Material provided START

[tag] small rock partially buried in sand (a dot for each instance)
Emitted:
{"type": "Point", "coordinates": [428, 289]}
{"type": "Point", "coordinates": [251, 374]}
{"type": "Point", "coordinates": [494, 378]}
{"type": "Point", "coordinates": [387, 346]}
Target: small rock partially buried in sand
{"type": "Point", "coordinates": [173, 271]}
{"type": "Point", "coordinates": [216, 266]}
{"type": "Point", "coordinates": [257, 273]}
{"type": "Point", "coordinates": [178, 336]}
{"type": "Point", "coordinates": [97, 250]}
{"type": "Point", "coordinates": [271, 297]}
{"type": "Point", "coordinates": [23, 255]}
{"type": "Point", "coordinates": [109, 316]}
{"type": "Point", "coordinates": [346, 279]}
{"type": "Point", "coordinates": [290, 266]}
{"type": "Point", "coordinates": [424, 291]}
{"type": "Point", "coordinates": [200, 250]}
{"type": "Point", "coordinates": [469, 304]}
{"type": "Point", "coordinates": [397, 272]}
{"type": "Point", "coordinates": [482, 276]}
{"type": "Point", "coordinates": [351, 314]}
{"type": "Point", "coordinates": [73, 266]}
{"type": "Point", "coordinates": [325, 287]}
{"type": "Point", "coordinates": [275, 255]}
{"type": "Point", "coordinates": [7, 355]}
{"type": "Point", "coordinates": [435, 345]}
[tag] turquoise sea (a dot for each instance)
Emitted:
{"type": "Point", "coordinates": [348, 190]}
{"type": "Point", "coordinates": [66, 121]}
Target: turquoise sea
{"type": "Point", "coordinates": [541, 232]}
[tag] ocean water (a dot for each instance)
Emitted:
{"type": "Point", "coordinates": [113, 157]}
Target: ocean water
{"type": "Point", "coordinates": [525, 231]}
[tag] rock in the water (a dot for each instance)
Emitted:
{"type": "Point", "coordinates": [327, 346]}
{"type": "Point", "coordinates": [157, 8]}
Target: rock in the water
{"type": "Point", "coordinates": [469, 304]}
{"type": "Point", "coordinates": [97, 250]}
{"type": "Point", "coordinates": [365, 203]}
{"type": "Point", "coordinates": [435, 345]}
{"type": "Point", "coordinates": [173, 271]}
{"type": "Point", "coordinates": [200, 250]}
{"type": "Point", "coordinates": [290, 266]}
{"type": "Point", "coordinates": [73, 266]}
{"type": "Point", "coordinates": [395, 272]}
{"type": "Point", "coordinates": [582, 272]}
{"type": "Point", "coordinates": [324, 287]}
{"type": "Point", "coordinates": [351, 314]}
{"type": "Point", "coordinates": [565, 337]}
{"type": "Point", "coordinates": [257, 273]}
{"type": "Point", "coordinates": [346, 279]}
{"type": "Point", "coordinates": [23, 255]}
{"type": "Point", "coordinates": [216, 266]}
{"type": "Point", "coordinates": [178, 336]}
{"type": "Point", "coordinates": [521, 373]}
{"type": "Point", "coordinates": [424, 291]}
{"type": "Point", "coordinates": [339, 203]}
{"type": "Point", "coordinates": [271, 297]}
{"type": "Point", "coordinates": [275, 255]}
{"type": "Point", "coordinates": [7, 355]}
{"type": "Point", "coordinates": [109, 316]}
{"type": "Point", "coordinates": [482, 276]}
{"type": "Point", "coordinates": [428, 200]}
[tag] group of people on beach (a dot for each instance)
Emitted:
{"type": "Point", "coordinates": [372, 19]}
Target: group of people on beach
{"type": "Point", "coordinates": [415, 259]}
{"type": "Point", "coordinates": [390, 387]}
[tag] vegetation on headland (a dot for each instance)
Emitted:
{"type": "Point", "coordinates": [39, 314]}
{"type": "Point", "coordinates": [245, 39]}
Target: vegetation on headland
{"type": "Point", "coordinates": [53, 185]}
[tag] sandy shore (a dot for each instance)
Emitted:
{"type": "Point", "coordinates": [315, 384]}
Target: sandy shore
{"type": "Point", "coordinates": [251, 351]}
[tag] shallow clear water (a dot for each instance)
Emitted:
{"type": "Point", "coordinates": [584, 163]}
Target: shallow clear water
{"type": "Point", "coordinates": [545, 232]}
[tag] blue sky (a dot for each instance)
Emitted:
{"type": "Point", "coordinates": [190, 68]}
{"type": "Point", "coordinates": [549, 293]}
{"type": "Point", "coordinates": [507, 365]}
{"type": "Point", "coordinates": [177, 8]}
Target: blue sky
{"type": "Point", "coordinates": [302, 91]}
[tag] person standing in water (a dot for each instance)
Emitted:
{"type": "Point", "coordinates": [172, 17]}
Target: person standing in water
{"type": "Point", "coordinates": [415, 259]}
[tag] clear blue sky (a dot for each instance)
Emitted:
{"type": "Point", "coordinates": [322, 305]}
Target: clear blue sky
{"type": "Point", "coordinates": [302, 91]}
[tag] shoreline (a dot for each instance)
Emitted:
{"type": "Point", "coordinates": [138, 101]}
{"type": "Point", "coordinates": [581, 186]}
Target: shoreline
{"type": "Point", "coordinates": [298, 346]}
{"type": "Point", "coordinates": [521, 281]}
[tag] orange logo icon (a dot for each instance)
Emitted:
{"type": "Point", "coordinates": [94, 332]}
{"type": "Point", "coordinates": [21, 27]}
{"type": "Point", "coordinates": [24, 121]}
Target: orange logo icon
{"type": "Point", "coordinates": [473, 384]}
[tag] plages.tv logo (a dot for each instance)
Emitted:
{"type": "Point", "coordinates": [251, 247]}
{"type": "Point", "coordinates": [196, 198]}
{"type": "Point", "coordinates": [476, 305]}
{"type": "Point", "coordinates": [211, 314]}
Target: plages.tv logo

Material provided END

Find the word "plages" in the entries, then copy out every line that has it.

- _Reply_:
[tag] plages.tv logo (a dot for each instance)
Target: plages.tv logo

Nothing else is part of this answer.